TEXT PASSAGE:
+---+

It is necessary to define the term vegetarian before beginning to talk about foods that are high in protein for a vegetarian diet plan. Vegetarian is a term used to describe a person that does not eat animals, while a vegan is someone who does not eat any food derived from animals. The difference between the two mainly involves dairy products and eggs, which a vegetarian diet includes, but a vegan diet disallows. Even among vegetarians, eggs are debatable, and some vegetarians who drink milk and eat cheese will avoid eggs.
With both a vegetarian and vegan diet, one of the biggest obstacles to overcome for proper nutrition is how to get nutrients that are mainly derived from meat. Among these are proteins and iron. Below will be a list of foods that fit into a normal vegetarian diet, but contain more than average amounts of protein.
While not listed, it is important to note that fruits and vegetables which make up the majority of a vegetarian diet all contain protein to lesser amounts. For an adult with average activity levels, 50 grams of protein per day is a suitable target.
1. Nuts and seeds – There are many types of seeds that are an excellent addition to a salad and almost all seeds provide large amounts of protein. Nuts and seeds also provide many healthy fats that are needed by the body for proper functioning. While fat is usually a bad word in nutrition, the fats found in nuts and seeds actually reduce cholesterol levels. Adding seeds on top of a salad, along with some nuts as a between meal snack will provide about a third (20g) of the protein you need in a day.

+---+

PROVIDED DATA:

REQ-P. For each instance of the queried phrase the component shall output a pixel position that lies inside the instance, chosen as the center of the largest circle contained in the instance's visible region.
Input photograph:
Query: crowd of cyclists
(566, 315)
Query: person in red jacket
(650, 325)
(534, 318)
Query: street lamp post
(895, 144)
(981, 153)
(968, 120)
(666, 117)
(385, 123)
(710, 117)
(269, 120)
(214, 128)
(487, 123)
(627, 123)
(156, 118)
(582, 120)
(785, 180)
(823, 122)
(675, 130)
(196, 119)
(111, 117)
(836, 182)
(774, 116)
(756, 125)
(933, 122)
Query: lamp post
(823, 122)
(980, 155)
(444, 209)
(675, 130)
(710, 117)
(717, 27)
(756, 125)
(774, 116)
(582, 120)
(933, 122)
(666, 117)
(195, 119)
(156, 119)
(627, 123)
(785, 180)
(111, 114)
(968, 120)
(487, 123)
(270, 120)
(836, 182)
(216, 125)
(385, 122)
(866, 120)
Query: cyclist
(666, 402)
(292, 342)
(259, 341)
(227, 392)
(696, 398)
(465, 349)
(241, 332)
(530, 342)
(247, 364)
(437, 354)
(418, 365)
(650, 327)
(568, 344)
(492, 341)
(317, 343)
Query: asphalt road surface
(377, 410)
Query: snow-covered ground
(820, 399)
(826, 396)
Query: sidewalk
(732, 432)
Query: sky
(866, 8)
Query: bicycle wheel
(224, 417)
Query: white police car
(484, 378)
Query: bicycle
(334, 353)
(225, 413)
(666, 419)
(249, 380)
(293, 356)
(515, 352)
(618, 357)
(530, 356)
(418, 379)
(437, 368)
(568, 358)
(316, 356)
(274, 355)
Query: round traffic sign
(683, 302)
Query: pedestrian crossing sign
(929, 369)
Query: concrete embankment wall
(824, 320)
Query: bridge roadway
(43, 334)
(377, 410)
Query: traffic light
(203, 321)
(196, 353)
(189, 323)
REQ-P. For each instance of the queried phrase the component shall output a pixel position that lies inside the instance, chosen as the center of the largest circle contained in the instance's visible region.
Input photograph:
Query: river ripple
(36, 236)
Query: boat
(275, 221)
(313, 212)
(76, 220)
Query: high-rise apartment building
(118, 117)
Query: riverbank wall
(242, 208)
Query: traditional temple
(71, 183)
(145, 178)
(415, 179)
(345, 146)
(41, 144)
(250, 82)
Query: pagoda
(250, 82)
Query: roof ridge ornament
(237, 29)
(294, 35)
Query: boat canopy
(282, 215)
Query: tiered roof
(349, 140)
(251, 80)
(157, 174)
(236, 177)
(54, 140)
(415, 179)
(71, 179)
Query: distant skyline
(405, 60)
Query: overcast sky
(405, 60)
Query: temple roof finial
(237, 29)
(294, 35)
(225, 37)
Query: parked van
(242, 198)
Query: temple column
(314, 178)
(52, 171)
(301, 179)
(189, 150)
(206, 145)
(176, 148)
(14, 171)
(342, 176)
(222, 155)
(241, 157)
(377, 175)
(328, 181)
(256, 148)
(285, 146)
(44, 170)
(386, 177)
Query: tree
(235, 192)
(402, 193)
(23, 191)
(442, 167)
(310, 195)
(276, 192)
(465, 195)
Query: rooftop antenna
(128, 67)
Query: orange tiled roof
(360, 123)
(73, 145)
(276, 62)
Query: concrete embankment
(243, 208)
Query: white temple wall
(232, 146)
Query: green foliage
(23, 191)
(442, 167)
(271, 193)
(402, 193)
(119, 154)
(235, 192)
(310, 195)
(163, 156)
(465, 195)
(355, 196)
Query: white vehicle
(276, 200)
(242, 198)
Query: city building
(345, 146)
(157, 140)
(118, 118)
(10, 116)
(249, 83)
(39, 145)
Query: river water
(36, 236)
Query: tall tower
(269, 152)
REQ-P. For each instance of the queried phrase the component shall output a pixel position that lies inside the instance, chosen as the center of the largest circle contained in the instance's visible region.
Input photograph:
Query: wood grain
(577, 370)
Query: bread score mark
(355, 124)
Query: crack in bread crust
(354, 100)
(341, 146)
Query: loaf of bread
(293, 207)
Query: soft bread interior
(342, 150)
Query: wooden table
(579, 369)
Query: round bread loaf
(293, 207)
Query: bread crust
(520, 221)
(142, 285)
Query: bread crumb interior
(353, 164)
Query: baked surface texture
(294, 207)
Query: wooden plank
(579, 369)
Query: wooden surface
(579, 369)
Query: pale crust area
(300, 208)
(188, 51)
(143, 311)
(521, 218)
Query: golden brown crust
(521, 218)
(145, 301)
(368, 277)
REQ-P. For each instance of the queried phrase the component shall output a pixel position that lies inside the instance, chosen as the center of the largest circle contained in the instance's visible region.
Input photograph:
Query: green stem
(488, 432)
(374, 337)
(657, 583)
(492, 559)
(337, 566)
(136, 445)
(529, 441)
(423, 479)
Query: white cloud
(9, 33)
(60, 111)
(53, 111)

+---+

TASK TO CARRY OUT: Continue the article on high-protein foods for a vegetarian diet from where it stops.

RESPONSE BELOW:
2. Kidney beans and Chick Peas – As a vegetable, it is hard to believe, but on a per ounce basis, kidney beans contain more protein then many meats. Chick peas (really a bean) are also an excellent source of protein and can easily be a part of any salad. A small helping of either one will add about 15g of protein.
3. Milk and Cheese – An eight ounce of glass of milk provides about 8g of protein to your diet. Adding a glass of milk to your breakfast and lunch will add considerably to your protein intake for the day.
4. Eggs – If part of your diet, an egg contains about 8g of protein and adds some important amino acids that are not found in many vegetarians protein sources.
5. Honey – High in many vitamins and minerals, honey also contains a large amount of protein and includes the difficult to find amino acids of tryptophan and lysine. These two amino acids are necessary for normal body growth, but are very difficult for vegetarians to obtain. Because honey is so high in vitamin, mineral and protein, it should be considered as the sweetener of choice for all vegetarians.
While it is fairly easy to get to 50g of protein in a vegetarian diet, care must be taken to vary the sources as possible to be sure that all the amino acids are obtained. If this is a new vegetarian diet, considering taking a protein supplement for the first few weeks until you hone our diet to naturally include sufficient protein.
Article by PRS.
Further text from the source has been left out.